■ **Work to be completed**
Lines before the one containing "Could you point out every instance of the window" in the records below are to be left out; that line and all after it, through the end, are to be retyped exactly.

(Image point grounding data)
####

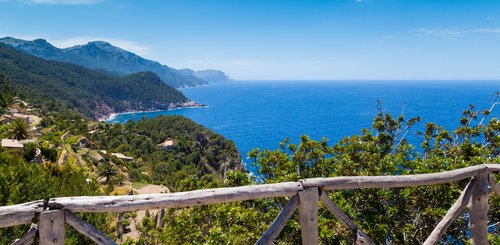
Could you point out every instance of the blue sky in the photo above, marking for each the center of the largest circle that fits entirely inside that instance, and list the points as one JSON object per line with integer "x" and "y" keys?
{"x": 281, "y": 39}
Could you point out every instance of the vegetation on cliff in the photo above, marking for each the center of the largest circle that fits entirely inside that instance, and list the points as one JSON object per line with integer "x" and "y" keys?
{"x": 57, "y": 86}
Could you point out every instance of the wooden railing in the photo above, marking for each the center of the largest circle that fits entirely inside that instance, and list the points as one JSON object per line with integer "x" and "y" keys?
{"x": 49, "y": 217}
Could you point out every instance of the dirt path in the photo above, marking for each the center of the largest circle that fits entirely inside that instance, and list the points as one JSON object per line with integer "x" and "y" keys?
{"x": 148, "y": 189}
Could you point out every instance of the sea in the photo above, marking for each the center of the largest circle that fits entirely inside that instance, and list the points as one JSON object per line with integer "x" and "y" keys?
{"x": 260, "y": 114}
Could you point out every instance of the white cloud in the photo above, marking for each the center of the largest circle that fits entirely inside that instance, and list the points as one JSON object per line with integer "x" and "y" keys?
{"x": 455, "y": 33}
{"x": 69, "y": 2}
{"x": 128, "y": 45}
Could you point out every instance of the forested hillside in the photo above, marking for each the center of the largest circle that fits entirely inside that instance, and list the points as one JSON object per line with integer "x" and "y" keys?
{"x": 196, "y": 151}
{"x": 55, "y": 85}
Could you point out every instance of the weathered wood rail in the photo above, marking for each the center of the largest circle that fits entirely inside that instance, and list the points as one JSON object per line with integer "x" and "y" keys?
{"x": 49, "y": 217}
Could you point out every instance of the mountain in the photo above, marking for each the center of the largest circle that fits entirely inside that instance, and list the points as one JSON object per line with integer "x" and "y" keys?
{"x": 211, "y": 76}
{"x": 55, "y": 85}
{"x": 99, "y": 55}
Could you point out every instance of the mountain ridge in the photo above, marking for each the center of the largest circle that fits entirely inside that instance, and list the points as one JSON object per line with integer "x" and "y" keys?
{"x": 52, "y": 84}
{"x": 101, "y": 55}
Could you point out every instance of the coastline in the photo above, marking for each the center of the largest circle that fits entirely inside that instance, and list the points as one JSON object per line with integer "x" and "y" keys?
{"x": 187, "y": 105}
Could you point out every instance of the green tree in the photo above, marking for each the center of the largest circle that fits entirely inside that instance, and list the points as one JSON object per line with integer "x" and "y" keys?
{"x": 107, "y": 170}
{"x": 19, "y": 129}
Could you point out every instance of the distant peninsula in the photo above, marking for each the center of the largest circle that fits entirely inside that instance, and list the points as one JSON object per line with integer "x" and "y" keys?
{"x": 57, "y": 86}
{"x": 103, "y": 56}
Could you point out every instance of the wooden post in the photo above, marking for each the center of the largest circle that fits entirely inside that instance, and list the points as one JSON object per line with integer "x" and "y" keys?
{"x": 308, "y": 214}
{"x": 162, "y": 215}
{"x": 456, "y": 209}
{"x": 478, "y": 210}
{"x": 278, "y": 223}
{"x": 51, "y": 227}
{"x": 29, "y": 237}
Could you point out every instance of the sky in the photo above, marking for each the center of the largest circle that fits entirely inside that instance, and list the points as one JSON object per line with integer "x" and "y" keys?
{"x": 281, "y": 39}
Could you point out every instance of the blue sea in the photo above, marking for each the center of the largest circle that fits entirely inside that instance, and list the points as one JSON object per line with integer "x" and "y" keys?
{"x": 263, "y": 113}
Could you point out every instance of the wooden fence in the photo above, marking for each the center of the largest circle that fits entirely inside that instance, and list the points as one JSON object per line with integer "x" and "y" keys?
{"x": 47, "y": 218}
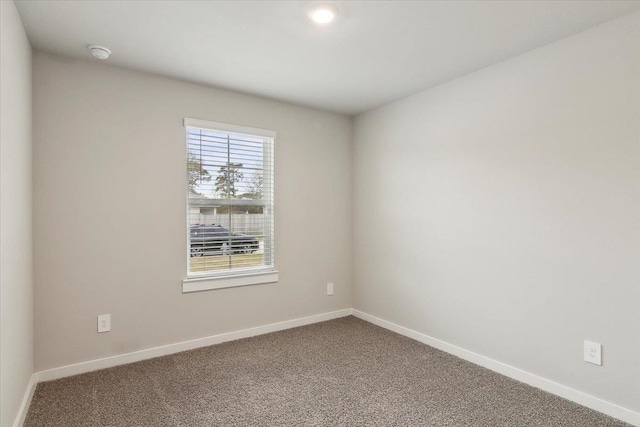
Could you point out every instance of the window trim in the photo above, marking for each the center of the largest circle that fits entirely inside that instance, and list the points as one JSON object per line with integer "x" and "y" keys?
{"x": 226, "y": 279}
{"x": 206, "y": 283}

####

■ **Task output**
Could you point out every instance of the window trim in the photo above, marking for each the center of the largest circle that fits entirely inside that instance, and list the points as one JSON object per line with integer "x" and "y" keys?
{"x": 226, "y": 279}
{"x": 206, "y": 283}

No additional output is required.